++++ Data listing

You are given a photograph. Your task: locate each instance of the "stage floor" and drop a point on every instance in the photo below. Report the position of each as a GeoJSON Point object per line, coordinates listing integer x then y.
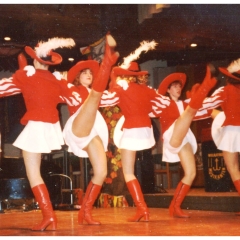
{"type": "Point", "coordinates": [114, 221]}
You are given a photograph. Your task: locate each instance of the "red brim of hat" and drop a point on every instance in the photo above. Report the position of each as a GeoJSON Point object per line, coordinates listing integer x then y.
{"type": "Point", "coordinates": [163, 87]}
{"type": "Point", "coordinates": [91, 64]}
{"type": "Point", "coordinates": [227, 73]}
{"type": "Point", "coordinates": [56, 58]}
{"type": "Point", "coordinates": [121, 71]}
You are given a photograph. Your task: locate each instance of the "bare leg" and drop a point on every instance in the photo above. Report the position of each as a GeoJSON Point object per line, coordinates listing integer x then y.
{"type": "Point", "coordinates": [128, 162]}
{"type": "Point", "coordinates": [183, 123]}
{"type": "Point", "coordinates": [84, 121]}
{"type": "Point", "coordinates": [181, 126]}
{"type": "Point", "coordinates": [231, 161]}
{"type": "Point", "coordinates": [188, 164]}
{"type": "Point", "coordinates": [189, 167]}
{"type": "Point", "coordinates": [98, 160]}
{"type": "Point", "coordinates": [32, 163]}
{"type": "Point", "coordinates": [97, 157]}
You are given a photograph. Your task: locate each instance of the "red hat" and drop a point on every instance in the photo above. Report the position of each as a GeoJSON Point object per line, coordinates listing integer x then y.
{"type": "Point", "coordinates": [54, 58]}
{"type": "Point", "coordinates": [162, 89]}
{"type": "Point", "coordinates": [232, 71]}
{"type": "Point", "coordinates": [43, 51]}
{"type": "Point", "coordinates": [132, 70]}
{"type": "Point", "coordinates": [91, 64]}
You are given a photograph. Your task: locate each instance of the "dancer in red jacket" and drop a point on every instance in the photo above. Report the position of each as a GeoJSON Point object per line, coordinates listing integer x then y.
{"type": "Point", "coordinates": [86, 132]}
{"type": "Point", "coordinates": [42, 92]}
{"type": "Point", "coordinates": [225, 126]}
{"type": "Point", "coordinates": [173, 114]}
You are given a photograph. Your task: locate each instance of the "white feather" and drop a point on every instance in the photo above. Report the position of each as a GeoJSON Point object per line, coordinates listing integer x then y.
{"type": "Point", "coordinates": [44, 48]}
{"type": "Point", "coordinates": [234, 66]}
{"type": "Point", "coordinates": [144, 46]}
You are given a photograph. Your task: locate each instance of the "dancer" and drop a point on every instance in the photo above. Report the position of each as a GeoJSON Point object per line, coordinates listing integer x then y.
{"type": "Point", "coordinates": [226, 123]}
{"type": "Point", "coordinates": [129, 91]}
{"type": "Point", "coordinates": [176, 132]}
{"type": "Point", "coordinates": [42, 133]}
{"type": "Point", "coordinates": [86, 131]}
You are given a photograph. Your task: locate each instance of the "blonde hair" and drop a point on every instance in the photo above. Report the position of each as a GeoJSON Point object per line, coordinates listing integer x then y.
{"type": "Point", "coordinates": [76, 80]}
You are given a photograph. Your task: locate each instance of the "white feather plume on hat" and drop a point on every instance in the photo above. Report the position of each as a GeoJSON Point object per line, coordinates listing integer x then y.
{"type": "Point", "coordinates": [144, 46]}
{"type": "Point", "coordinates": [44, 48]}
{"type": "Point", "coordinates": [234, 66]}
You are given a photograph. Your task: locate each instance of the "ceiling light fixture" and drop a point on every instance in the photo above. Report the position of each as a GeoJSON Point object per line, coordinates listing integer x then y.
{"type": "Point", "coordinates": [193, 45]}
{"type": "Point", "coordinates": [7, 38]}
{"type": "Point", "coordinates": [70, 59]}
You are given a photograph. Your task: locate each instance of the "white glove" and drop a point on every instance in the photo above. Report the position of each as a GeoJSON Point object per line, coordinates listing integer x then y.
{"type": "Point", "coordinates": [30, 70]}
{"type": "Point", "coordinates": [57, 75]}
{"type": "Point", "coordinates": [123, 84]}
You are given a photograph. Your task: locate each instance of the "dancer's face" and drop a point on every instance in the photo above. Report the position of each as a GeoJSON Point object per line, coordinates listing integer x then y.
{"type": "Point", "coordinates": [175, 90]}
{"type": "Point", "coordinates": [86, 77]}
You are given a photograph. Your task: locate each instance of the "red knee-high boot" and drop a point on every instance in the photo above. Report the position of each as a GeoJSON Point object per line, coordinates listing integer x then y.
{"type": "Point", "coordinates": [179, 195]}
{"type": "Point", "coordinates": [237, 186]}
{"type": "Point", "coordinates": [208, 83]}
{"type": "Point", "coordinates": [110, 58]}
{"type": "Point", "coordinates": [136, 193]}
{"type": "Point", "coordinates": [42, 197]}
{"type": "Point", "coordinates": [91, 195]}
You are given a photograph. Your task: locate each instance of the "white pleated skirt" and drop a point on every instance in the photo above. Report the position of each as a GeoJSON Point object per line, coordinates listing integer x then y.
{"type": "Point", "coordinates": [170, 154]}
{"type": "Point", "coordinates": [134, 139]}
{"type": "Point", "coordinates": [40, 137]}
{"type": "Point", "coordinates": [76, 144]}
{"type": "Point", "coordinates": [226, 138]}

++++++++
++++ Data listing

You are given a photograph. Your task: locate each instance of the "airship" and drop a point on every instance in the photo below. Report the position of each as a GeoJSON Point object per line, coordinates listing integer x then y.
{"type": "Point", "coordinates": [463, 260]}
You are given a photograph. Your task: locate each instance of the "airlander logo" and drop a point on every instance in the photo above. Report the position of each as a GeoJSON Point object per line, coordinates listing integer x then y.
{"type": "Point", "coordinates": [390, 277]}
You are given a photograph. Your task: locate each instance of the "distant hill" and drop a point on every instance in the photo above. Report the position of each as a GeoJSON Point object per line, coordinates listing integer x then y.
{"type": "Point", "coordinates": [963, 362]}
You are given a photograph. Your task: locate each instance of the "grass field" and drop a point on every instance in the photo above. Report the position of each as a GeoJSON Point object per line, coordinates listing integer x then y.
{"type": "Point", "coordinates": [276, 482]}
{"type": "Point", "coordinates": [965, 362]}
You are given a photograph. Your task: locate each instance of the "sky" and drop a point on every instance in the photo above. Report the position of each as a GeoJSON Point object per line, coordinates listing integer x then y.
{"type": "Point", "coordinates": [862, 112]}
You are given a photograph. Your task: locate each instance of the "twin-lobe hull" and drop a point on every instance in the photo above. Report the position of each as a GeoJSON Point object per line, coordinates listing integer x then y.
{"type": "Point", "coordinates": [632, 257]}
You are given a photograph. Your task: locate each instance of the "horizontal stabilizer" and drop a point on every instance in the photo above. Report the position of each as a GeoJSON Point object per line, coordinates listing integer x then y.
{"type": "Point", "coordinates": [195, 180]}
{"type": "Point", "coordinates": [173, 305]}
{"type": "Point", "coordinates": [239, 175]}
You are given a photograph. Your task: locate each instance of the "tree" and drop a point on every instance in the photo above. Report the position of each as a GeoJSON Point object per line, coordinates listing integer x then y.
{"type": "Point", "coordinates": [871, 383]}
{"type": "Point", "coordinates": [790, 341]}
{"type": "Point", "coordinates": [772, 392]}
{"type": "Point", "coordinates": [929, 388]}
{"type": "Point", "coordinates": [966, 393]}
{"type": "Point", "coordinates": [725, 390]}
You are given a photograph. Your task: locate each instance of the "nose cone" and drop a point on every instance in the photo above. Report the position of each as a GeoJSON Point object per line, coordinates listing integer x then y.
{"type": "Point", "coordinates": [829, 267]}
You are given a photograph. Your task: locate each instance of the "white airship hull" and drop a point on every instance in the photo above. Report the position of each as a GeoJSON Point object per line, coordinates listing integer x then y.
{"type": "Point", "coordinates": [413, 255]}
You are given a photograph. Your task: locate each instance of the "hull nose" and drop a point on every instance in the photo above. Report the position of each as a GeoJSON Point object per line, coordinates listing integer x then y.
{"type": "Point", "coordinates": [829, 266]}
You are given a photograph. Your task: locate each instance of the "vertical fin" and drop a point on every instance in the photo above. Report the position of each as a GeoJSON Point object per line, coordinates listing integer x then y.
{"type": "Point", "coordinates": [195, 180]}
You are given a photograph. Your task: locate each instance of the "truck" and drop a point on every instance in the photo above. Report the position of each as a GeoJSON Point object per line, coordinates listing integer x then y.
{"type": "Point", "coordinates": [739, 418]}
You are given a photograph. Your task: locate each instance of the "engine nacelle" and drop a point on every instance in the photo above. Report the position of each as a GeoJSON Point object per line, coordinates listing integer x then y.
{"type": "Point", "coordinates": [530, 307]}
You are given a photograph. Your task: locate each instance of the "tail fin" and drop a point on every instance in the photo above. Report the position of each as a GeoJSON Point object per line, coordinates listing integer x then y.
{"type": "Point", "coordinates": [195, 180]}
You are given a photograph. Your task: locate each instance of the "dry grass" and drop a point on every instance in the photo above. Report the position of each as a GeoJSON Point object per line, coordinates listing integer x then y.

++++++++
++++ Data listing

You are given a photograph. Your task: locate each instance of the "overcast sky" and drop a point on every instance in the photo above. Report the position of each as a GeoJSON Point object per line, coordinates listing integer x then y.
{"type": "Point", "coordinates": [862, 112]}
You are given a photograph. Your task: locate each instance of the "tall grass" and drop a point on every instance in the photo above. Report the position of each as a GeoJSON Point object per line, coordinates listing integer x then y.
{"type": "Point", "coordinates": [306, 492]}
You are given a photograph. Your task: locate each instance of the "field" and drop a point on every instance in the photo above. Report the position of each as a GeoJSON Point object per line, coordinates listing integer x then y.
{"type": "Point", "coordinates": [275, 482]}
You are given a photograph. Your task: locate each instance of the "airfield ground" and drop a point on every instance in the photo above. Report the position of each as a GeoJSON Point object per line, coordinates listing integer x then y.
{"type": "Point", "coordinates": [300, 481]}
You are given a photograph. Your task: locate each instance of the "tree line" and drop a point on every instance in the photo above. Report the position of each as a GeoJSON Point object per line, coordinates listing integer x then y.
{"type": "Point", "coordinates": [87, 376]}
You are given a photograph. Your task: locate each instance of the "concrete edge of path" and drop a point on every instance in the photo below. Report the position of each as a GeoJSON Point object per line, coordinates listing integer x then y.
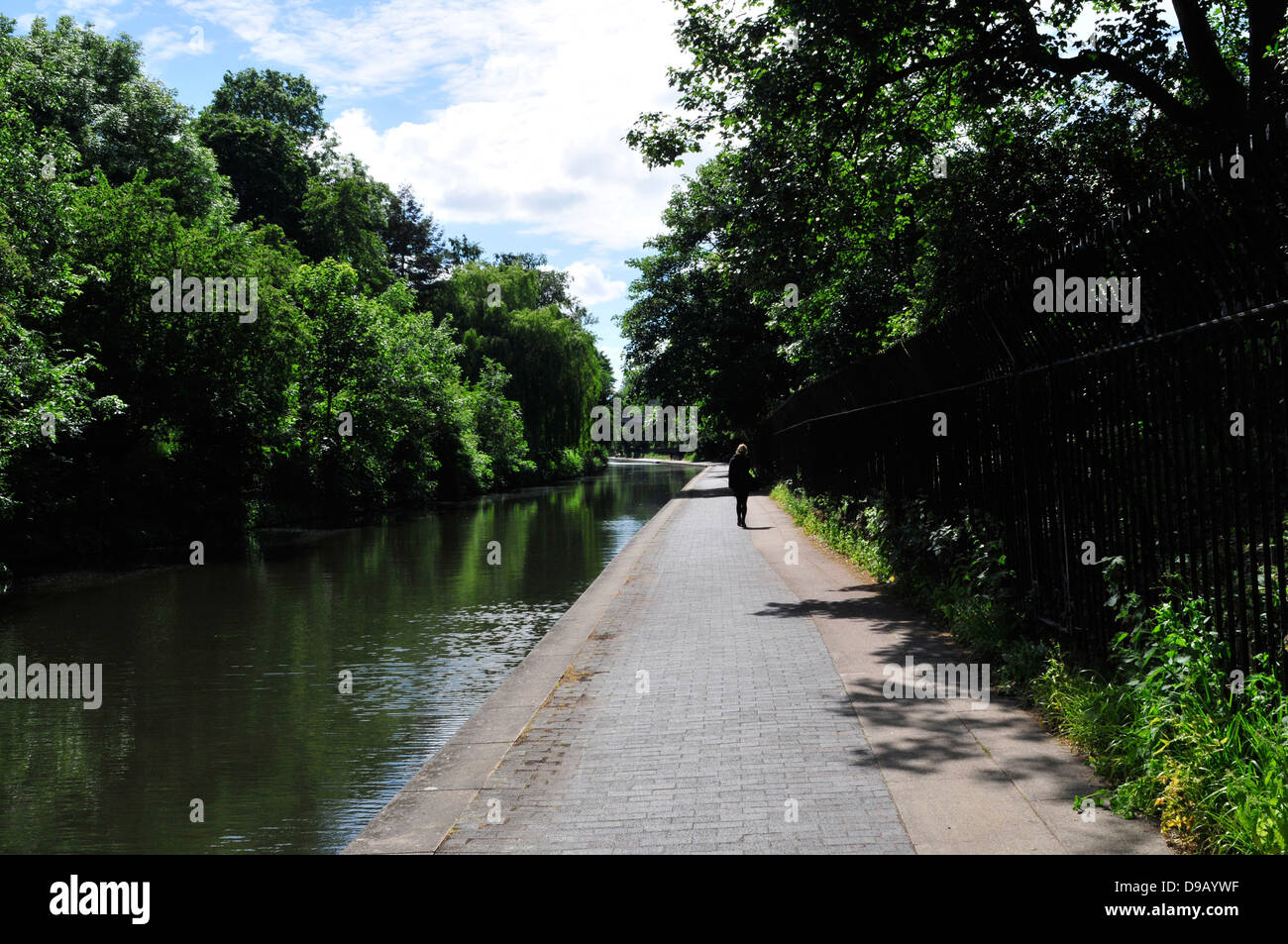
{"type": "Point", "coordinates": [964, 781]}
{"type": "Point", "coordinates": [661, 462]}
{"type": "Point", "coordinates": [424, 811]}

++++++++

State how many lines of the items above contain the string "nose", treating uppercase and lowercase as different, and give only the number.

• **Answer for the task**: 2